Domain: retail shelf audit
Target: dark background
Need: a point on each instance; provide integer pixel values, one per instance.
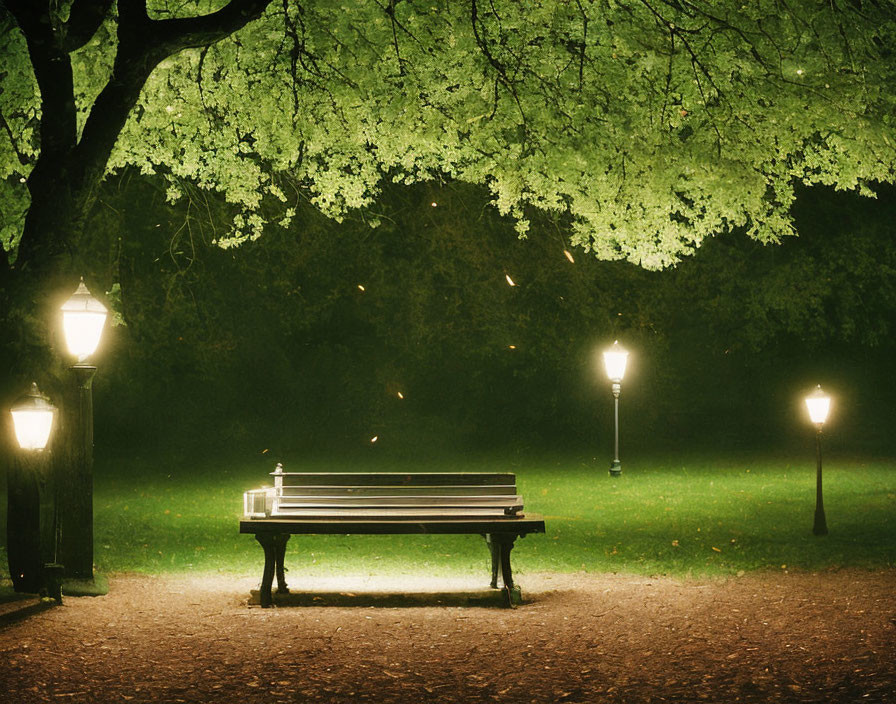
(274, 346)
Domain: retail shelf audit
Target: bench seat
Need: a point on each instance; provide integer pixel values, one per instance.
(355, 503)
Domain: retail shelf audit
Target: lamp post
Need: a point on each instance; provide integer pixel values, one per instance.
(819, 404)
(614, 362)
(30, 528)
(83, 318)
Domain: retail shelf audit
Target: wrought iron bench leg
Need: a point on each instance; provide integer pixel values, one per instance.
(279, 554)
(495, 551)
(501, 544)
(267, 540)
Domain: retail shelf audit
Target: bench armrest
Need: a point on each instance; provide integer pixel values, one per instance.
(258, 503)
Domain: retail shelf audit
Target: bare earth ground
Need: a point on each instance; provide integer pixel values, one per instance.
(828, 637)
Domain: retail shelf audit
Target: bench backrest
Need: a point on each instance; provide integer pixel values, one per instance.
(388, 496)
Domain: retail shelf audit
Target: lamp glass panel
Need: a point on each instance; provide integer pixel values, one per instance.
(819, 406)
(33, 428)
(82, 332)
(614, 361)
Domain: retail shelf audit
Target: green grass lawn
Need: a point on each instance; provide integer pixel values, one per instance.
(696, 516)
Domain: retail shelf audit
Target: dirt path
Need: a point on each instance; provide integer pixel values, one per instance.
(827, 637)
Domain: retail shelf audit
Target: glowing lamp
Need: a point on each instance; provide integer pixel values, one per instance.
(819, 404)
(32, 416)
(83, 318)
(614, 362)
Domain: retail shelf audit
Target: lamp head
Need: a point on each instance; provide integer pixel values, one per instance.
(83, 318)
(32, 416)
(819, 404)
(614, 362)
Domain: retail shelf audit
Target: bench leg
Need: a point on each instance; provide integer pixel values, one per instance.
(267, 542)
(501, 545)
(279, 553)
(495, 551)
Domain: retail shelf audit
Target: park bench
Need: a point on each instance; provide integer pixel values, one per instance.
(305, 503)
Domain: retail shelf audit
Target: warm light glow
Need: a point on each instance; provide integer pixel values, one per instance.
(32, 416)
(83, 318)
(614, 361)
(819, 404)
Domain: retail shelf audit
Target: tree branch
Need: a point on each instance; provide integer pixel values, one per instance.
(84, 20)
(142, 44)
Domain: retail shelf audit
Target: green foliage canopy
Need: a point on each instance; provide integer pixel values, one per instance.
(652, 123)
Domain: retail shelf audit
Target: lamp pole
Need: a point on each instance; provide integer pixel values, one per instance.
(31, 526)
(615, 360)
(83, 319)
(819, 404)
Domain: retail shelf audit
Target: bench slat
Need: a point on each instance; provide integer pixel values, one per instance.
(294, 500)
(355, 513)
(453, 490)
(395, 479)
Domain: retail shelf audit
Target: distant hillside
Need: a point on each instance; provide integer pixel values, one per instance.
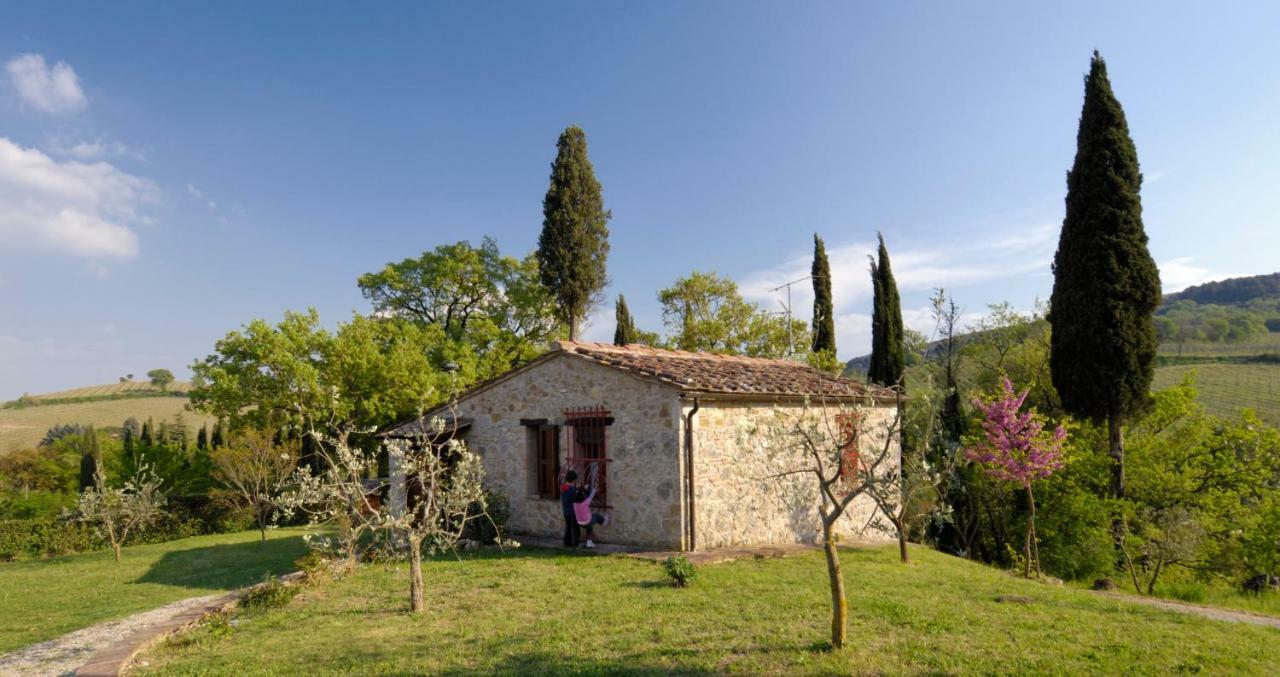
(24, 421)
(1234, 291)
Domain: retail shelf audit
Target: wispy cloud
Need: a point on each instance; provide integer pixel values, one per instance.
(80, 209)
(49, 88)
(96, 149)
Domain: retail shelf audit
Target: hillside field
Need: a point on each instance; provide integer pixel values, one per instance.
(27, 425)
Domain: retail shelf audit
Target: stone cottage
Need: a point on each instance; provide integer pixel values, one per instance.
(672, 437)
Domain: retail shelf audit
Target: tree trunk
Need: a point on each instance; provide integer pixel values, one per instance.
(415, 576)
(839, 605)
(1032, 547)
(901, 541)
(1115, 435)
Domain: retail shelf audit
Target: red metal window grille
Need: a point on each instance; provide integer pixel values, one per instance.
(588, 449)
(846, 429)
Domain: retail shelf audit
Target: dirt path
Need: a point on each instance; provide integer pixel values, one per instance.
(1216, 613)
(63, 655)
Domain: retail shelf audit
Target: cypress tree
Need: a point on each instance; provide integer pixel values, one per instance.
(887, 361)
(88, 458)
(216, 439)
(1106, 286)
(823, 310)
(575, 238)
(625, 326)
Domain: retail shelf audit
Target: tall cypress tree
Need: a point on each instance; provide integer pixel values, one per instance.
(625, 326)
(1106, 286)
(90, 454)
(887, 360)
(575, 238)
(823, 310)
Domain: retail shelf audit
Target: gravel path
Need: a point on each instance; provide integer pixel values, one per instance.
(62, 655)
(1216, 613)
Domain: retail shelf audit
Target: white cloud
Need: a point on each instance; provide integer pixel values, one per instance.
(81, 209)
(917, 269)
(46, 88)
(91, 150)
(201, 196)
(1178, 274)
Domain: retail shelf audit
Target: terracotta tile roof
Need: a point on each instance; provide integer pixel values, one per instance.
(723, 374)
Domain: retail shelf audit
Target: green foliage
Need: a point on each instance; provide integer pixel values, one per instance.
(1235, 291)
(270, 594)
(1106, 286)
(45, 536)
(160, 378)
(575, 239)
(705, 312)
(492, 309)
(823, 309)
(1184, 321)
(887, 337)
(295, 374)
(624, 324)
(680, 570)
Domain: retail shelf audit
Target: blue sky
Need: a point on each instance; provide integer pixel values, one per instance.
(170, 170)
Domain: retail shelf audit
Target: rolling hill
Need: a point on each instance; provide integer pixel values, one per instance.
(23, 421)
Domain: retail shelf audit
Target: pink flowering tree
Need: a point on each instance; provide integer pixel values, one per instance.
(1015, 448)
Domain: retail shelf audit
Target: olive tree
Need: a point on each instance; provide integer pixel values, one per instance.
(833, 454)
(117, 512)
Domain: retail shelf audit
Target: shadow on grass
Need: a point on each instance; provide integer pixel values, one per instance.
(225, 567)
(545, 663)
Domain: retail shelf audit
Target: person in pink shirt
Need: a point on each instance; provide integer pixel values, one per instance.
(583, 512)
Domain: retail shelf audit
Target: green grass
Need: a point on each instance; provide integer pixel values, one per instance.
(26, 426)
(544, 612)
(1225, 389)
(46, 598)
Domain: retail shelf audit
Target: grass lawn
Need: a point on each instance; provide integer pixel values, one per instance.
(536, 612)
(45, 598)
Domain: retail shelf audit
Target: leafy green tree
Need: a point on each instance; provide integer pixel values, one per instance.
(160, 378)
(492, 307)
(1106, 286)
(705, 312)
(625, 325)
(297, 375)
(575, 239)
(887, 339)
(823, 309)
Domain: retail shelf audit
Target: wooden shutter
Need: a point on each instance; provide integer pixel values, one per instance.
(548, 461)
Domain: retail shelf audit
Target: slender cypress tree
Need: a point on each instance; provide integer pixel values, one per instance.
(887, 360)
(625, 326)
(823, 310)
(1106, 286)
(575, 238)
(88, 458)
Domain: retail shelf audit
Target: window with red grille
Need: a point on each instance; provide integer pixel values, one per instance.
(846, 429)
(588, 449)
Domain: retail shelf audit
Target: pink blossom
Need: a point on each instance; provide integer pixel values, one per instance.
(1015, 446)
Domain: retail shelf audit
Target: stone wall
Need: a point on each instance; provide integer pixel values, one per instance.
(643, 442)
(737, 506)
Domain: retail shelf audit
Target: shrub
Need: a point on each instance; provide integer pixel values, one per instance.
(680, 570)
(45, 538)
(270, 594)
(494, 527)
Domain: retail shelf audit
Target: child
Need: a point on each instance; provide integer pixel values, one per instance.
(583, 512)
(568, 492)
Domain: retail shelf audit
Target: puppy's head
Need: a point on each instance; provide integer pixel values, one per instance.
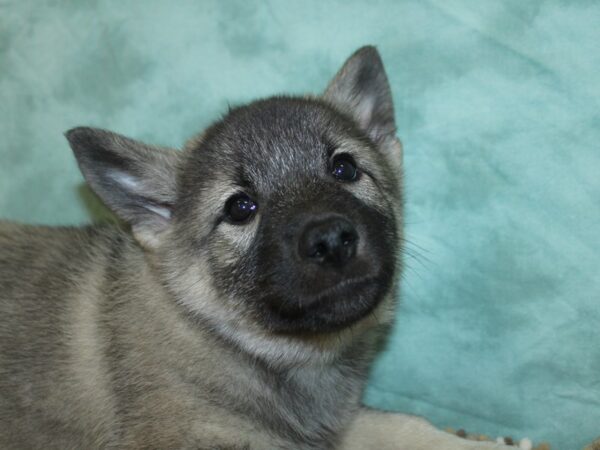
(279, 225)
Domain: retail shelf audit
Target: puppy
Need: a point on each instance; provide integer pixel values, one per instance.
(241, 306)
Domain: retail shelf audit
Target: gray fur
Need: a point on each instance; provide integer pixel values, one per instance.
(158, 337)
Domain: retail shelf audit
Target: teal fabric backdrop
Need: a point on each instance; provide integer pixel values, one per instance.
(498, 106)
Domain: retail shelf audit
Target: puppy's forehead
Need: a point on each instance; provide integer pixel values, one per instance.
(274, 141)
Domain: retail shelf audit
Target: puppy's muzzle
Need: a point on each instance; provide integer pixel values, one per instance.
(328, 241)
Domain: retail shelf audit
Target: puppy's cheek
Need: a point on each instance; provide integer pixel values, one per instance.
(368, 193)
(232, 242)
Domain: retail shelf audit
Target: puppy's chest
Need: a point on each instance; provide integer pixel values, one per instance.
(308, 408)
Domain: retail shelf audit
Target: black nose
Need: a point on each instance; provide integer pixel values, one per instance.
(329, 241)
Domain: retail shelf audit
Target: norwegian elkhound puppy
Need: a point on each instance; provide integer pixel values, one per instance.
(242, 308)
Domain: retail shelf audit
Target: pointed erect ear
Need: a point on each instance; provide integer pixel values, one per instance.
(135, 180)
(361, 90)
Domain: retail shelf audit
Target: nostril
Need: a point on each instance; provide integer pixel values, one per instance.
(347, 238)
(319, 250)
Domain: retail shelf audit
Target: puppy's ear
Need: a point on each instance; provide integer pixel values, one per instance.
(137, 181)
(361, 90)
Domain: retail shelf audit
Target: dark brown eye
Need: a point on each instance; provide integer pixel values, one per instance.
(344, 168)
(240, 208)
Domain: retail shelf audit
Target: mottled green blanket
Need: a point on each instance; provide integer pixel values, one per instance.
(498, 104)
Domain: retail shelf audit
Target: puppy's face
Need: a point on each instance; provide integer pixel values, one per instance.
(280, 222)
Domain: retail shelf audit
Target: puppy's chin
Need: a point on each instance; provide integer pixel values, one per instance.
(329, 311)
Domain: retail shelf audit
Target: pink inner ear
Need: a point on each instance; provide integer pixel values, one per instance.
(364, 112)
(160, 210)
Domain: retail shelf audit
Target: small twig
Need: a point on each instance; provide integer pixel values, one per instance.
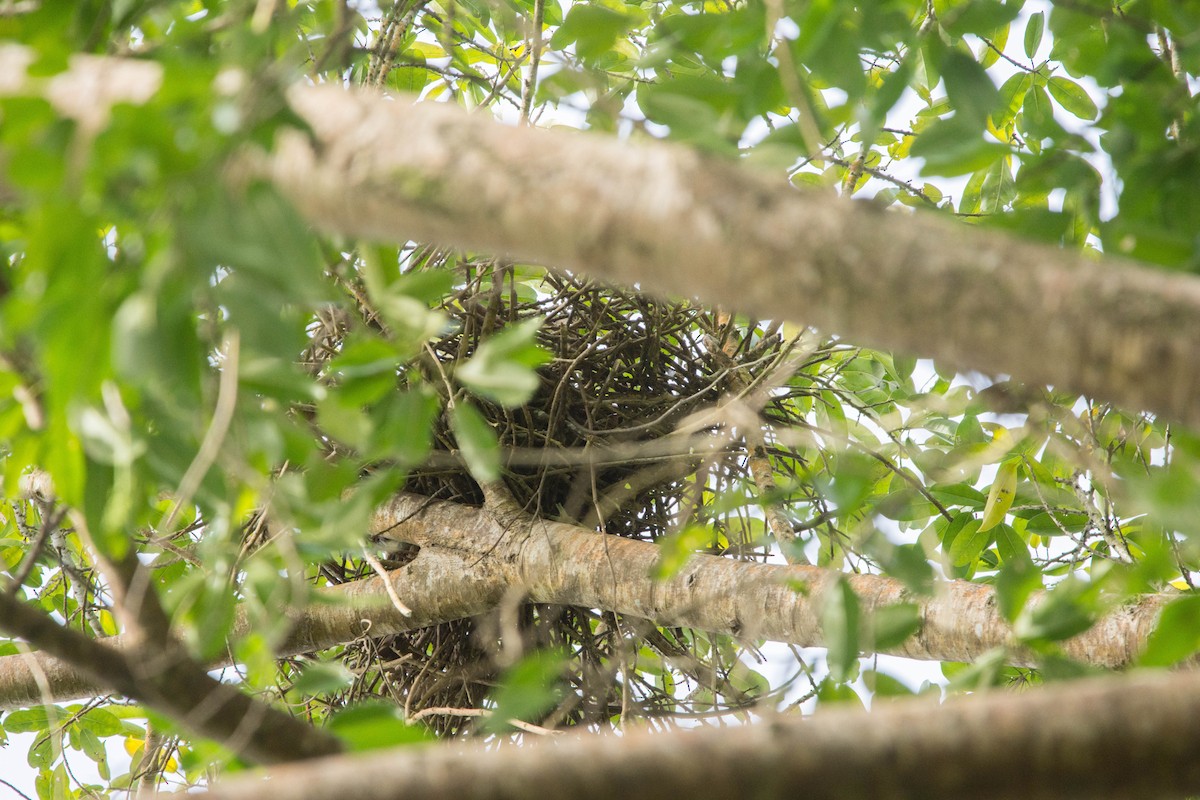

> [Description of the task]:
Which lines in the records contain the word "lawn"? Copy each one.

> [Answer section]:
Target: green grass lawn
Target: grass lawn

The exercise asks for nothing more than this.